--- Begin INFORMATION SHOWN ---
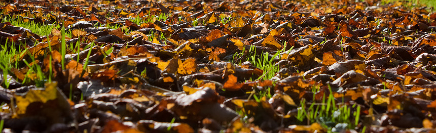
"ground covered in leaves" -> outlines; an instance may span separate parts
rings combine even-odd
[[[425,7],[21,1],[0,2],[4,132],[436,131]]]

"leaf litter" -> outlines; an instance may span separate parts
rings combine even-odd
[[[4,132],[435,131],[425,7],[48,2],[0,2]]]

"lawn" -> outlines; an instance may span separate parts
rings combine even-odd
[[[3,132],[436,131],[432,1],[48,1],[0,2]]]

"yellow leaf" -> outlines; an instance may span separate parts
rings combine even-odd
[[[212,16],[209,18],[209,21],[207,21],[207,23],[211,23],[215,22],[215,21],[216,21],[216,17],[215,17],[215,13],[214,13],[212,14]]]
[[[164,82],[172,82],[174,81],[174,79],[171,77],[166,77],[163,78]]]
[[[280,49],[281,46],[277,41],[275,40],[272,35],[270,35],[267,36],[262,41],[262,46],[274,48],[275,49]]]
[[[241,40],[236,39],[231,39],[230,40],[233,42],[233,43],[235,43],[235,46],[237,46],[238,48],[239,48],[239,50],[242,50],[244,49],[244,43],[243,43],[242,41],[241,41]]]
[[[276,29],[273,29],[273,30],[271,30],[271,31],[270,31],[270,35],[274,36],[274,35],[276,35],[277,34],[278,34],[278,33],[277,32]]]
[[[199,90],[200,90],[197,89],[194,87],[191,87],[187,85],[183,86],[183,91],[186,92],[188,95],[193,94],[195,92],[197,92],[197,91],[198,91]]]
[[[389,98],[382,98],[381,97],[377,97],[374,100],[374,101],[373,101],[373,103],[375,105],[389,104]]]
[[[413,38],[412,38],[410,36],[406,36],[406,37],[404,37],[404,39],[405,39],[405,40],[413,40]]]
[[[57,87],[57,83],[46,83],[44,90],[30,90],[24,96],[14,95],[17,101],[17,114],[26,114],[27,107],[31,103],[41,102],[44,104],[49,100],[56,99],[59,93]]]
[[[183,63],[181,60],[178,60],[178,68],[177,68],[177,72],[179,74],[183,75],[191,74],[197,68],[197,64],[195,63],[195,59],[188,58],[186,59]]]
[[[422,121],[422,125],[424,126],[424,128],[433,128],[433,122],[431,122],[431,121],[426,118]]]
--- End INFORMATION SHOWN ---
Reproduce the records above, starting at the beginning of the records and ending at the line that contains "[[[3,132],[436,131],[432,1],[48,1],[0,2]]]", both included, and offset every coordinate in the answers by adding 15 to it. Keep all other text unchanged, and leave the pictures out.

◆ **FINAL RESULT**
"ground covered in leaves" -> outlines; an instance may span separate parts
rings combine even-odd
[[[440,22],[36,16],[15,17],[19,147],[451,146]]]

"leaf litter" -> outlines; an instance may span separate parts
rings combine even-odd
[[[19,147],[450,146],[440,22],[63,17],[15,17]]]

"lawn" -> outlines; an instance may span separate parts
rings combine even-odd
[[[18,147],[451,146],[447,16],[63,16],[15,17]]]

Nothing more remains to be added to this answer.